### SOURCE MATERIAL:

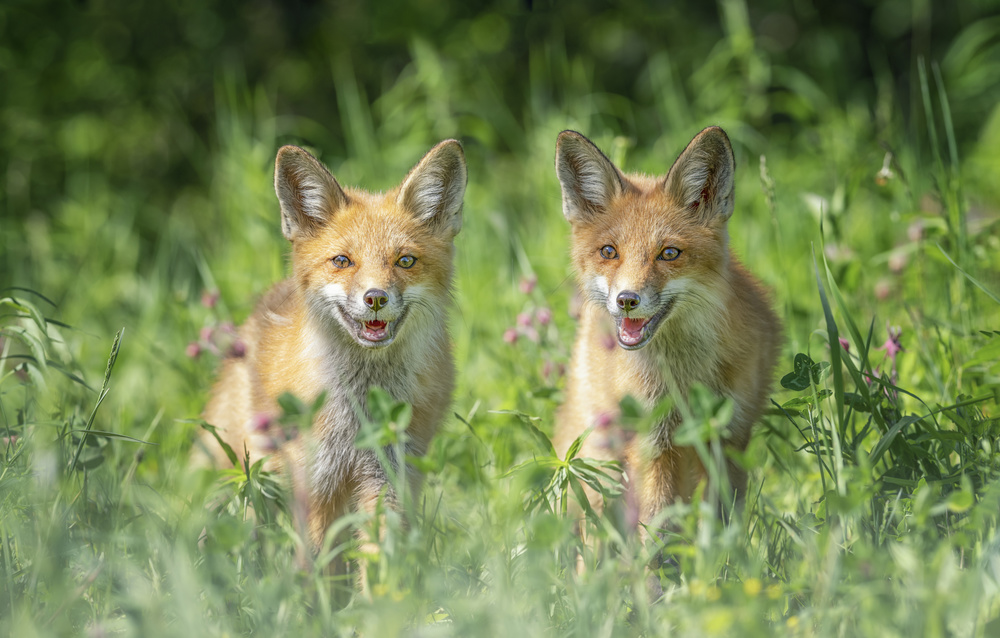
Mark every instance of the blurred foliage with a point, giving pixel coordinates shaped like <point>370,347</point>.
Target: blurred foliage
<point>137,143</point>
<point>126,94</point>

--

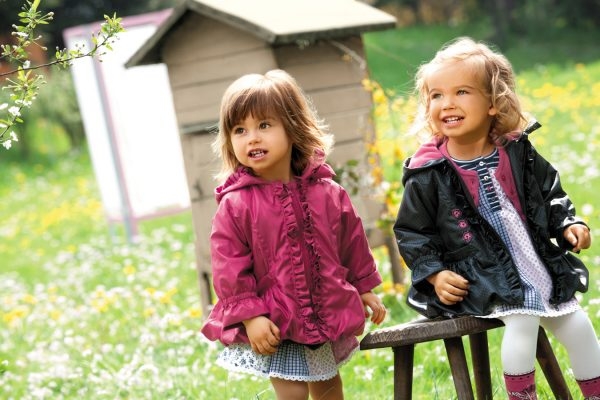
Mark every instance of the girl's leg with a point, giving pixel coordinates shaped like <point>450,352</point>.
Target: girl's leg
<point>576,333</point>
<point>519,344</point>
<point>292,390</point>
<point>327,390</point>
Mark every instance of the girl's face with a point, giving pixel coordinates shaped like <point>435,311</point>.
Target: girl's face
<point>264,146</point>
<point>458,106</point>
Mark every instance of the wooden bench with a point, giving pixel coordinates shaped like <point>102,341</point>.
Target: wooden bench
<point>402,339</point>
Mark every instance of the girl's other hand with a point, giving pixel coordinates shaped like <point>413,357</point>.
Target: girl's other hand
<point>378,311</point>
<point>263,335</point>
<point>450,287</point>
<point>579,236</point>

==

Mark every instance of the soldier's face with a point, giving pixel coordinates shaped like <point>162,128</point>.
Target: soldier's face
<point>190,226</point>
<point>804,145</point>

### ACTIVITY:
Filter the records for lines containing the word "like" and copy each one.

### RESPONSE TO THIS TASK:
Mark every instance of the blurred foliage with a point, giving pixel coordinates shaped like <point>370,347</point>.
Mark every instance of the girl's leg with a point, giving pixel coordinates shaped like <point>450,352</point>.
Mark every instance of the girl's face with a point, giving pixel coordinates shaped like <point>435,311</point>.
Mark every instance of the wooden bench with a point, giving pixel coordinates shaped like <point>102,341</point>.
Mark every instance of the girl's other hand with a point, giving pixel coordinates shaped like <point>413,357</point>.
Mark every instance of the soldier's face with a point, giving pixel coordinates shaped like <point>162,128</point>.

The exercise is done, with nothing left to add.